Excerpt below:

The New Me 11.
As I begin my new journey in life trying to become healthier, I’ve stopped and pondered about the road I took in my life. I understand that each step I took and each corner I turned, lead me to where I am today. Am I better off for it, who knows? All I know is that I did make some wrong choices and gave the wrong answers.
I also know that there where some that I had feelings for but wouldn’t even share my feelings and when I did get the courage to say them, I was always rejected. Now I understand, that what didn’t kill me made me stronger.
So know I speak my mind, tell people how I feel and fight for what I want. I am a better person, a stronger person, I am who I was meant to be…Myself.
The New Me 2
I am really enjoying feeling better since starting my new healthier life style. I have more energy, I sleep better and my joints not hurting as much. Drinking more water has helped me as well. It’s detoxing my body and helping drop water weight, the only draw back is pissing like a race horse.
To all those who know me and my love life, they could say it’s rather “crazy”. All I know is that at this moment in my life, yes I am ready to have that person to grow old with, but I also understand if that will never come. Right now I have feelings for someone that, I don’t know if I have a chance with. We’ve been friends for many years and I had feeling for her for a long time but never been able to tell her, but I know her life right now she wouldn’t be able to return these feeling or even if she could. All I know is that I want to spend time with her and just be there in that moment in time.

End of Excerpt.

**Assignment 1:**
Answer these questions about the "The New Me" blog entries:
(a) What two effects does the writer attribute to drinking more water?
(b) What does the writer say they now understand about the rejections they experienced?
(c) How long have the writer and the person they currently have feelings for been friends?
**Assignment 2:**
Write a continuation of the "The New Me" blog entries, starting after their final sentence.

Record extracts below:

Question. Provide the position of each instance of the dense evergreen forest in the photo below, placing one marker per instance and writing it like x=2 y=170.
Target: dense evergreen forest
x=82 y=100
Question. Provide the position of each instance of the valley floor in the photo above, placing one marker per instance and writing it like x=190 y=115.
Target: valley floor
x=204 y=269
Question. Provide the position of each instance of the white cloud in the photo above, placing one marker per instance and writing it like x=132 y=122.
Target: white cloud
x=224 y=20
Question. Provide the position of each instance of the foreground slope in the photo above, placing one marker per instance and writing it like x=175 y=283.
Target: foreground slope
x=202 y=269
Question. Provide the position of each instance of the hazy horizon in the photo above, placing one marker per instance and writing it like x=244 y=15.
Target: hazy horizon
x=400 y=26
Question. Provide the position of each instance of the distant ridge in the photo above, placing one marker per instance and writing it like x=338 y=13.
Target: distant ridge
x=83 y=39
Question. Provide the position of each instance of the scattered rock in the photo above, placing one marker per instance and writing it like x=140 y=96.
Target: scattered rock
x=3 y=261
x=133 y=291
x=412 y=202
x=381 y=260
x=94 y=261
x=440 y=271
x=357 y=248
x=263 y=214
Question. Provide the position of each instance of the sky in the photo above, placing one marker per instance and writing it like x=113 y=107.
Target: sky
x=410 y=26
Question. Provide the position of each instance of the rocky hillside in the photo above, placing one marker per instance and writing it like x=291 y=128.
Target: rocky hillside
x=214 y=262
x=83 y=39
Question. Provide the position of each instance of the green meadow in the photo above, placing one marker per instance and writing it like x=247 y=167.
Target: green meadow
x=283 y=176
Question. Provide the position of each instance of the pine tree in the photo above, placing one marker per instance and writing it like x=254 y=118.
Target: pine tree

End of Record extracts.

**Exercise answer 1:**
(a) It is detoxing the writer's body and helping drop water weight.
(b) What didn't kill them made them stronger.
(c) Many years.

**Exercise answer 2:**
I have always had music in my life. I grew up in the church and when I out grew it, I was in the choir in high school. I’ve played in youth bands in grade school. I’ve ether played music or sang, music has been a part of me, it’s time I bring it back.
I was dumped.
Yes I was dumped,it was the “let’s be friends” line. Here is the thing I know that out in internet land,there is someone who has been waiting for me to post this so they can make all the jokes in the world. What to know a secret? I don’t fucking care. See I have grown as a person both mentally and emotively. I know that there are some people that the only way they can feel good about themselves is to make fun of others,which is kind of sad. Life is too short to live inside a bubble of hate, aggression,self-loathing and disrespect. If you look at yourself and see that the people that you think are laughing with you are really laughing at you,then you’ll realize that your not who you think you are. Each day that you spread hate towards your fellow man it comes back on you 10 fold. Hate breads hate,but if you love and understand your fellow man that good things will come your way. Once you love yourself then others will see you in a new light and will welcome you with open arms. Seeing now that yes I really didn’t like who I was and I thought that no one would like me for who I was,but these last few weeks I saw that yes there was someone out there that would like me for me. Maybe it is meant to be and I have to let the “pot on the stove” brew a longer time. Time heals all wounds if you let it. There is a line in the song “Amazing” by Areosmith that sums this up. “Life’s a journey,not a destination.” So remember on the road of life,take the scenic route. You’ll see what Life has to offer.